» Aufgabenstellung: Welche Parteien fordern laut dem Text über den Krieg in der Ukraine, dass Waffenlieferungen ausbleiben oder ausdünnen?

» Zitierter Abschnitt:
______________________________
In Deutschland haben diese Namen keinen Klang. Bahatyr und Wilne Pole. Oleksandropil und Mychajliwka und Malyniwka. Diese Namen wecken keine Emotionen, lösen keine Angst aus, keinen Schrecken. Sie bedrücken hierzulande niemanden, obwohl sie uns doch den Schlaf rauben sollten, ohne Übertreibung: Nacht für Nacht.
Es sind die Namen einiger der ukrainischen Dörfer, die in den vergangenen Tagen von russischen Einheiten erobert wurden. Aus der Ferne wirkt dieser Krieg wie erstarrt, fast nie taucht das Frontgeschehen in den deutschen Nachrichten auf, doch das ist ein Trugbild. Hunderte Soldaten auf beiden Seiten sterben täglich. Nahezu täglich rücken russische Truppen vor, unter grossen Verlusten, aber fortwährend. Linie um Linie muss die ukrainische Armee ihre Stellungen zurückverlegen, immer wieder neue Gräben ausheben, immer wieder neue Bunker betonieren, neue Unterstände, Versorgungswege neu aufbauen. Die Ukraine schwindet, Quadratkilometer um Quadratkilometer, jeden Tag ein bisschen mehr.
Welche Konsequenzen hätte es für uns, in Zentraleuropa, wenn die Verteidigung der Ukraine zusammenbrechen würde? Ich habe es in meiner Arbeit als Krisenreporter immer wieder vor Ort erlebt: Kriege, die lange scheinbar unverändert vor sich hin dämmern, vor sich hin eitern, bekommen über Nacht eine neue Dynamik. Fronten, die jahrelang stabil waren, werden binnen Stunden durchbrochen, platzen auf. Die Zerstörung, bis dahin begrenzt auf mehr oder minder fest umrissene Gebiete, ergiesst sich ins Hinterland, plötzlich, ohne grössere Vorwarnung. Sie rast hinweg über ganze Landschaften, Städte und politische Systeme. Ein militärischer Dammbruch, ein Tsunami des Wahnsinns.
Was wäre, wenn sich die Waffenstillstandsverhandlungen als das entlarven, was sie vermutlich sind, eine Show für Donald Trump, nur ein flirrender Schwerttanz, der dazu dient, um die Gunst des US-Präsidenten zu buhlen? Was wäre, wenn der Ukraine plötzlich nach jahrelangem Zermürbungskrieg die Kraft ausgehen würde? Wenn die Front kollabiert?
Manche Frontbeobachter sagen, die Gefahr eines umfassenderen russischen Frontdurchbruchs sei nicht gross. Andere warnen dagegen eindringlich davor. Das tun auch die meisten Soldaten und Offiziere, mit denen ich in Kontakt bin. Das Szenario würde noch wahrscheinlicher oder fast unabwendbar, wenn Waffenlieferungen ausbleiben oder ausdünnen, was die AfD, die Linke und Wagenknechts BSW fordern. Was also könnten die Folgen sein? Was konkret würde eine Niederlage der Ukraine für Deutschland bedeuten?
______________________________
(Datensätze zur Punktplatzierung)
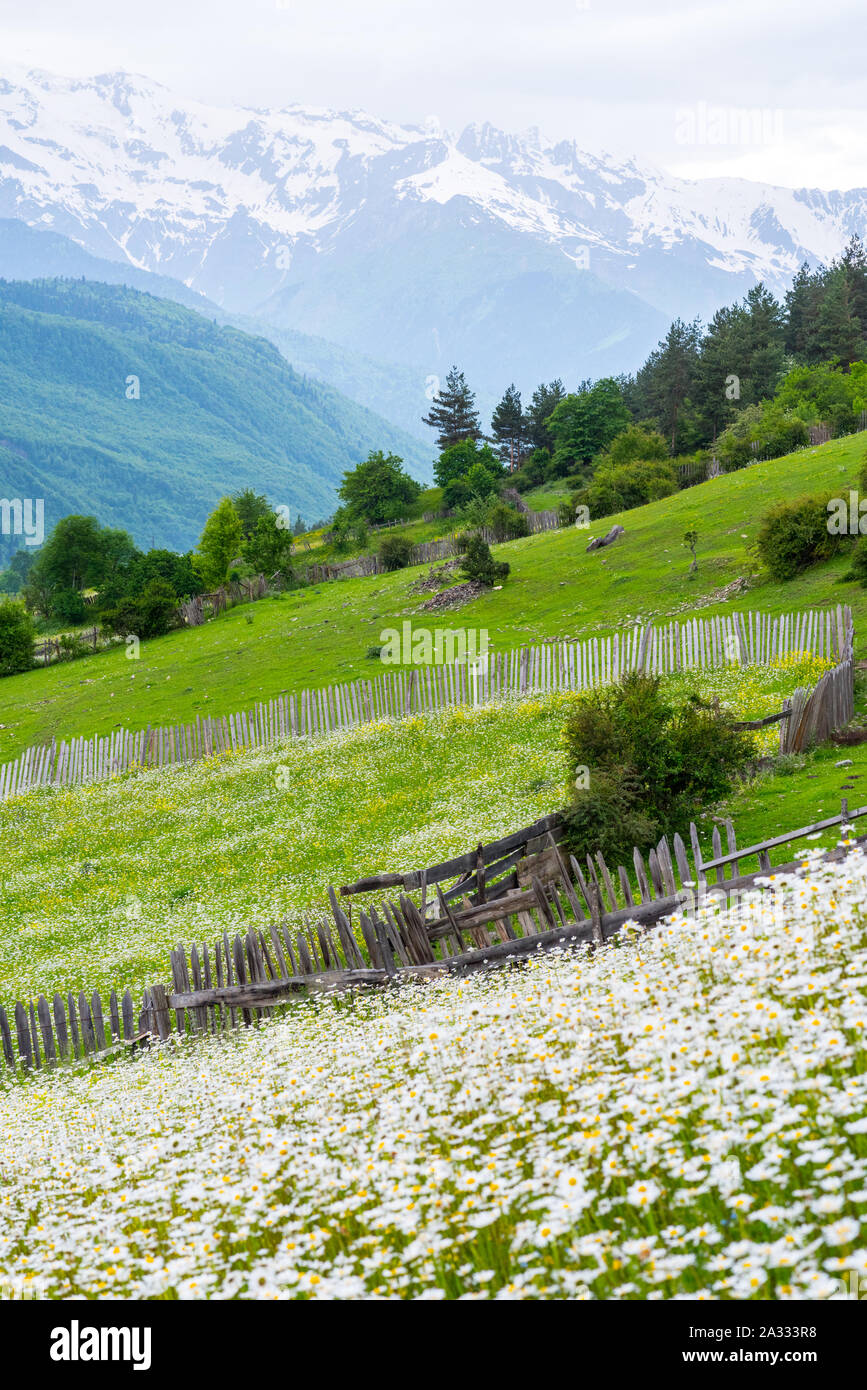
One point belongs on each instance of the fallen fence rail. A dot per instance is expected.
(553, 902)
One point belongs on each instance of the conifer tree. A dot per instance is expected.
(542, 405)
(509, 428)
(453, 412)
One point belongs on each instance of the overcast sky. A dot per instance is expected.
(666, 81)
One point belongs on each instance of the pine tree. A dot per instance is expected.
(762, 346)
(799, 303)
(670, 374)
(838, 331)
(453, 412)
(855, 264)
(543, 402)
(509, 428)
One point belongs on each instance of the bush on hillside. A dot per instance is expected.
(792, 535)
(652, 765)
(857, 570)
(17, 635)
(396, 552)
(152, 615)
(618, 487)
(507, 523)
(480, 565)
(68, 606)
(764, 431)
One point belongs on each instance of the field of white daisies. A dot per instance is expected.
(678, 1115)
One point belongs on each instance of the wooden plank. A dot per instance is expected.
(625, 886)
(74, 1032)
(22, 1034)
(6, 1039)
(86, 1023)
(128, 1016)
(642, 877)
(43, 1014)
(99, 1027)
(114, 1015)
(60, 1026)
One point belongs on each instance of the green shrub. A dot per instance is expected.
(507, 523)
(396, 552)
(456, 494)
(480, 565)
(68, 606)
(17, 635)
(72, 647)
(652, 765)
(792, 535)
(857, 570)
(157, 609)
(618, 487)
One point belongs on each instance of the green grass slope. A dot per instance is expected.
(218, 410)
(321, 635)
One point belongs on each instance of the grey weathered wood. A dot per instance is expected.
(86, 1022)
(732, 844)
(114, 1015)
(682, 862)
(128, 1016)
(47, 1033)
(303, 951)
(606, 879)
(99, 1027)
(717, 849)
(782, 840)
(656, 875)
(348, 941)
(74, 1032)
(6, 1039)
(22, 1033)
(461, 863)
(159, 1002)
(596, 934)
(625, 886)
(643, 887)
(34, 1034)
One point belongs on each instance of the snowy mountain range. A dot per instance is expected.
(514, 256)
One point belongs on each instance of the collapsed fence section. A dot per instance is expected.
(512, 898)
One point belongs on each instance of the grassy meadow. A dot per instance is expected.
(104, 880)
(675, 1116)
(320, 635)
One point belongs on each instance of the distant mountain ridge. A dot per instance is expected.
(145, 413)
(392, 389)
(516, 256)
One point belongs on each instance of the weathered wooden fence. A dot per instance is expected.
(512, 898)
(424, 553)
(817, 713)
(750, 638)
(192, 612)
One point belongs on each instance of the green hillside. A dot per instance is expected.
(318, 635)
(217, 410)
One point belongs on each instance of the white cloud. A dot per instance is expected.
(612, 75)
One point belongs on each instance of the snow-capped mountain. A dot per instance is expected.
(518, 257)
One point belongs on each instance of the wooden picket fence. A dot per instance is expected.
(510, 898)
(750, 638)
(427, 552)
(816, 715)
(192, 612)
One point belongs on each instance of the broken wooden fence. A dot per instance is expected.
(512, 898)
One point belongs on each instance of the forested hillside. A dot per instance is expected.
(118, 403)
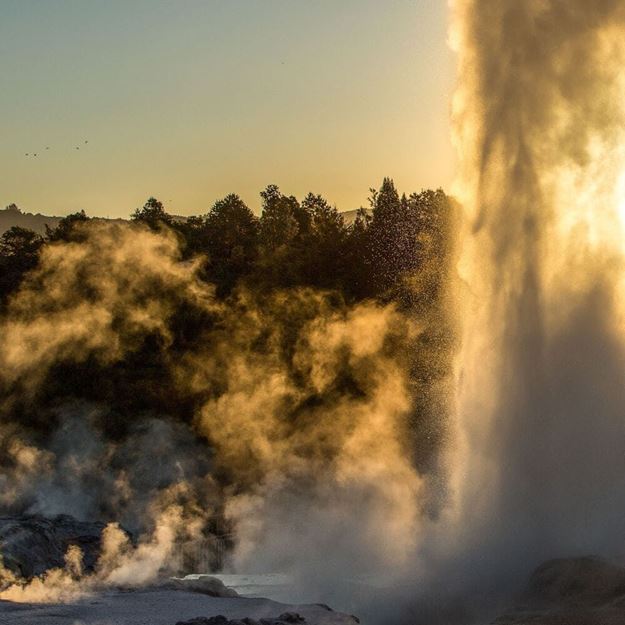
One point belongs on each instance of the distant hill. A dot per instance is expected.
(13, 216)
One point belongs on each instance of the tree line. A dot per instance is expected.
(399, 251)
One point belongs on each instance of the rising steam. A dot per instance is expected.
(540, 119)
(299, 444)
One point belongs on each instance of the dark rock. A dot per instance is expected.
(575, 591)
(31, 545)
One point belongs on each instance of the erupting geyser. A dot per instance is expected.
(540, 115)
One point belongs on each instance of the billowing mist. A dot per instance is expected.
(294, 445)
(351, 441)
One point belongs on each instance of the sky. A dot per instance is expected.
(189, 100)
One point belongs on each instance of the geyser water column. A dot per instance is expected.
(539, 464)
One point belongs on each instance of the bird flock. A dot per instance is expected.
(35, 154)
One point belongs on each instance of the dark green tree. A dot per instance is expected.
______________________________
» Lösung: Die AfD, die Linke und Wagenknechts BSW.